What to do: Rewrite every one of the rows below, putting "coastline" wherever "shoreline" appears and leaving all else the same.

Recorded data:
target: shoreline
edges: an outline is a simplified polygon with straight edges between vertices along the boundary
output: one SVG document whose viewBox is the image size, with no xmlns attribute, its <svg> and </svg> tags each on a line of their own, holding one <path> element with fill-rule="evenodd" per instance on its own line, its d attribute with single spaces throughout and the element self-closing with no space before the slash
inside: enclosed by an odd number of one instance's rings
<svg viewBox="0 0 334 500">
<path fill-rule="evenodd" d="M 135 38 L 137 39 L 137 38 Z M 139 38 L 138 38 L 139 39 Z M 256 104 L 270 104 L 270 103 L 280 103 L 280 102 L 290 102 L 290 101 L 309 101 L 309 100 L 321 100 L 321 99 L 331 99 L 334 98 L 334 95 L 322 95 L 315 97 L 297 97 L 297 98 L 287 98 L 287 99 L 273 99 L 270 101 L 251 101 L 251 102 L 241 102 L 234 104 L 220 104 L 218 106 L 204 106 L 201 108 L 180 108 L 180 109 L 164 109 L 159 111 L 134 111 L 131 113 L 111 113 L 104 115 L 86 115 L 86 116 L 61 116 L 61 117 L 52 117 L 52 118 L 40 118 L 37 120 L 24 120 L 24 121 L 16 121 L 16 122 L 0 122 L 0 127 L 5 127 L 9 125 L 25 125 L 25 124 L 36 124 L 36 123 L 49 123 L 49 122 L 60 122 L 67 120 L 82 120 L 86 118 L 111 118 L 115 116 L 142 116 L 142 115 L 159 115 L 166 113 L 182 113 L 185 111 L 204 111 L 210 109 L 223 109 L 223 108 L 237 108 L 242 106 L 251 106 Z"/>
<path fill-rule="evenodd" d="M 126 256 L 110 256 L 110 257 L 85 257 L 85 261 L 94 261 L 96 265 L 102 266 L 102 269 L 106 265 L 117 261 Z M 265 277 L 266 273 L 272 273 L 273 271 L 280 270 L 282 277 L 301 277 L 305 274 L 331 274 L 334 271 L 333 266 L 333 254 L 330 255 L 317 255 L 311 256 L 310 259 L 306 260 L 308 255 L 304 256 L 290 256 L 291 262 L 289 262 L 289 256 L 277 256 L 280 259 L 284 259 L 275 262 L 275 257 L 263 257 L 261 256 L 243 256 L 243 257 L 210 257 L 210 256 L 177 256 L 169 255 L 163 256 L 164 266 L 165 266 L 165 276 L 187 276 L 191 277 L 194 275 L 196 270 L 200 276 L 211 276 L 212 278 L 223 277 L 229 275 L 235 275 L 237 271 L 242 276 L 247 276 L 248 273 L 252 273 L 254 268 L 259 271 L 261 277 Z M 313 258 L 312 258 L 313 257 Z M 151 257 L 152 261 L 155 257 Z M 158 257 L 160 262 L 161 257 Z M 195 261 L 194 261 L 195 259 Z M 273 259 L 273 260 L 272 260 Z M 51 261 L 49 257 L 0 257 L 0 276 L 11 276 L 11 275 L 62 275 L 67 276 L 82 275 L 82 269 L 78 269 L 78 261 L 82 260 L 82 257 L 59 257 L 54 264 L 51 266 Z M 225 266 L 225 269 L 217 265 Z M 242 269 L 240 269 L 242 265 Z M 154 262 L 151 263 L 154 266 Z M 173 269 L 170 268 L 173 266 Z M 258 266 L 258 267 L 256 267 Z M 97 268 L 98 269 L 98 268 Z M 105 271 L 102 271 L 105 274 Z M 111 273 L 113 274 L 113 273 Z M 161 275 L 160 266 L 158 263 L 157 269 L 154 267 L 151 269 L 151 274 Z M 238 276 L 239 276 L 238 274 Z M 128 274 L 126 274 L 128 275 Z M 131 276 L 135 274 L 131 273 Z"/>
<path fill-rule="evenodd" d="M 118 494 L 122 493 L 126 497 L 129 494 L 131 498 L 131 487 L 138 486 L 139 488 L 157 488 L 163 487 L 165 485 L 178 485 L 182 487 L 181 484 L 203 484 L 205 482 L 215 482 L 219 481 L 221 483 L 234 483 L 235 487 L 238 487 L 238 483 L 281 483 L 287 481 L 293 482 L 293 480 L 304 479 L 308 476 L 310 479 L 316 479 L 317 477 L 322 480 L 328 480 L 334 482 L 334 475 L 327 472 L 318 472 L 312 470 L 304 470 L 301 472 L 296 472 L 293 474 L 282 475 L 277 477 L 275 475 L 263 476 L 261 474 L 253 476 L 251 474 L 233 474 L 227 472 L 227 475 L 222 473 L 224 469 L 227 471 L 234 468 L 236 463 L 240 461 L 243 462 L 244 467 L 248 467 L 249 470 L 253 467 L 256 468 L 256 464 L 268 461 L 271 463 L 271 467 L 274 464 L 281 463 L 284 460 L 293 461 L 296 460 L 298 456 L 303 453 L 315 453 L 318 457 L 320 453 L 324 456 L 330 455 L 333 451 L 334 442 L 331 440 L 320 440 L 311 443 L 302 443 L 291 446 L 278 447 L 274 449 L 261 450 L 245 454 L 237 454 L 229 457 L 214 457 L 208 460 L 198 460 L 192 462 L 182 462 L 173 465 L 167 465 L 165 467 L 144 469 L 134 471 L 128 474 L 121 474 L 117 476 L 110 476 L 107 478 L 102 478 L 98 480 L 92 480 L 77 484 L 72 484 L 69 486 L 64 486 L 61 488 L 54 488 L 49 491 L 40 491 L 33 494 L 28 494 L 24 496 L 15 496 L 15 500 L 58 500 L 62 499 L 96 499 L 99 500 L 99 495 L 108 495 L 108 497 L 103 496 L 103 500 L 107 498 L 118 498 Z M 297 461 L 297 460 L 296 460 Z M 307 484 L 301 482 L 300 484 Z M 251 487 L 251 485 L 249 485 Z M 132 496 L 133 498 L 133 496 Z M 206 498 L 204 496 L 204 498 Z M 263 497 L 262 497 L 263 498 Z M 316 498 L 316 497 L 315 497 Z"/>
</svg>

Final result:
target: coastline
edges: an outline is a simplified polygon with straight edges between vertices along the boundary
output: one SVG document whose viewBox is the image size, with no xmlns attribute, its <svg> and </svg> tags each on a line of their own, holding one <path> element with fill-rule="evenodd" per instance on its own line, its d attribute with single spaces throughout and the element self-closing with no space before the slash
inside: enclosed by an odd number of one instance's rings
<svg viewBox="0 0 334 500">
<path fill-rule="evenodd" d="M 135 38 L 137 39 L 137 38 Z M 139 38 L 138 38 L 139 39 Z M 256 104 L 270 104 L 270 103 L 280 103 L 280 102 L 290 102 L 290 101 L 309 101 L 309 100 L 321 100 L 321 99 L 331 99 L 334 98 L 334 95 L 322 95 L 315 97 L 297 97 L 297 98 L 287 98 L 287 99 L 273 99 L 270 101 L 251 101 L 251 102 L 241 102 L 234 104 L 220 104 L 218 106 L 204 106 L 201 108 L 180 108 L 180 109 L 164 109 L 159 111 L 134 111 L 131 113 L 111 113 L 104 115 L 86 115 L 86 116 L 61 116 L 61 117 L 52 117 L 52 118 L 40 118 L 37 120 L 24 120 L 24 121 L 16 121 L 16 122 L 0 122 L 0 127 L 5 127 L 9 125 L 25 125 L 25 124 L 36 124 L 36 123 L 49 123 L 49 122 L 60 122 L 67 120 L 82 120 L 86 118 L 111 118 L 115 116 L 142 116 L 142 115 L 159 115 L 166 113 L 182 113 L 185 111 L 204 111 L 210 109 L 223 109 L 223 108 L 237 108 L 242 106 L 251 106 Z"/>
<path fill-rule="evenodd" d="M 126 256 L 110 256 L 110 257 L 85 257 L 85 261 L 94 261 L 96 265 L 102 266 L 102 269 L 106 265 L 117 261 Z M 265 277 L 266 273 L 272 273 L 273 271 L 280 270 L 282 277 L 301 277 L 305 274 L 331 274 L 334 271 L 333 266 L 333 254 L 330 255 L 317 255 L 311 256 L 310 259 L 306 260 L 308 255 L 304 256 L 290 256 L 291 262 L 289 262 L 289 256 L 277 256 L 280 259 L 284 259 L 275 262 L 275 257 L 263 257 L 261 256 L 243 256 L 243 257 L 210 257 L 210 256 L 177 256 L 169 255 L 163 256 L 164 266 L 165 266 L 165 276 L 187 276 L 191 277 L 194 275 L 196 270 L 200 276 L 211 276 L 212 278 L 223 277 L 229 275 L 235 275 L 237 271 L 242 276 L 247 276 L 248 273 L 252 273 L 254 268 L 259 271 L 261 277 Z M 313 258 L 312 258 L 313 257 Z M 151 257 L 152 261 L 155 257 Z M 158 257 L 160 262 L 161 257 Z M 195 261 L 194 261 L 195 259 Z M 273 259 L 273 260 L 272 260 Z M 51 261 L 49 257 L 0 257 L 0 276 L 11 276 L 11 275 L 62 275 L 67 276 L 82 275 L 82 269 L 78 269 L 78 261 L 82 260 L 82 257 L 59 257 L 54 264 L 51 266 Z M 225 266 L 225 269 L 217 265 Z M 242 269 L 240 269 L 242 265 Z M 154 262 L 151 263 L 154 266 Z M 173 269 L 170 268 L 173 266 Z M 258 266 L 258 267 L 256 267 Z M 97 268 L 98 269 L 98 268 Z M 105 271 L 102 271 L 105 274 Z M 111 273 L 113 274 L 113 273 Z M 161 275 L 160 266 L 158 263 L 157 269 L 154 267 L 151 269 L 151 274 Z M 238 276 L 239 276 L 238 274 Z M 128 274 L 126 274 L 128 275 Z M 131 276 L 135 274 L 131 273 Z"/>
<path fill-rule="evenodd" d="M 118 494 L 122 493 L 126 497 L 129 494 L 131 498 L 131 487 L 138 486 L 139 488 L 157 488 L 163 487 L 165 485 L 178 485 L 182 487 L 181 484 L 203 484 L 205 482 L 215 482 L 219 481 L 221 483 L 234 483 L 235 487 L 238 487 L 238 483 L 281 483 L 287 481 L 293 482 L 293 480 L 304 479 L 308 476 L 310 479 L 316 479 L 317 477 L 322 480 L 328 480 L 334 482 L 334 475 L 327 472 L 318 472 L 312 470 L 304 470 L 301 472 L 296 472 L 293 474 L 282 475 L 277 477 L 275 475 L 263 476 L 261 474 L 253 476 L 251 474 L 233 474 L 227 472 L 227 475 L 222 473 L 224 469 L 227 471 L 234 468 L 236 463 L 240 461 L 243 462 L 244 467 L 248 467 L 249 470 L 253 467 L 256 468 L 256 464 L 268 461 L 271 463 L 271 467 L 274 464 L 281 463 L 284 460 L 293 461 L 296 460 L 298 456 L 303 453 L 315 453 L 318 457 L 320 453 L 324 456 L 330 455 L 333 451 L 334 442 L 331 440 L 320 440 L 311 443 L 302 443 L 291 446 L 278 447 L 274 449 L 261 450 L 245 454 L 237 454 L 229 457 L 214 457 L 208 460 L 198 460 L 192 462 L 182 462 L 173 465 L 167 465 L 165 467 L 144 469 L 134 471 L 128 474 L 121 474 L 117 476 L 110 476 L 107 478 L 102 478 L 98 480 L 92 480 L 77 484 L 72 484 L 69 486 L 64 486 L 61 488 L 54 488 L 49 491 L 40 491 L 33 494 L 28 494 L 24 496 L 15 496 L 15 500 L 58 500 L 62 499 L 96 499 L 99 500 L 99 495 L 108 495 L 108 497 L 103 496 L 103 500 L 107 498 L 118 498 Z M 297 461 L 297 460 L 296 460 Z M 307 484 L 301 482 L 300 484 Z M 251 487 L 251 485 L 249 485 Z M 132 496 L 133 498 L 133 496 Z M 206 498 L 204 496 L 204 498 Z M 263 497 L 262 497 L 263 498 Z M 316 498 L 316 497 L 315 497 Z"/>
</svg>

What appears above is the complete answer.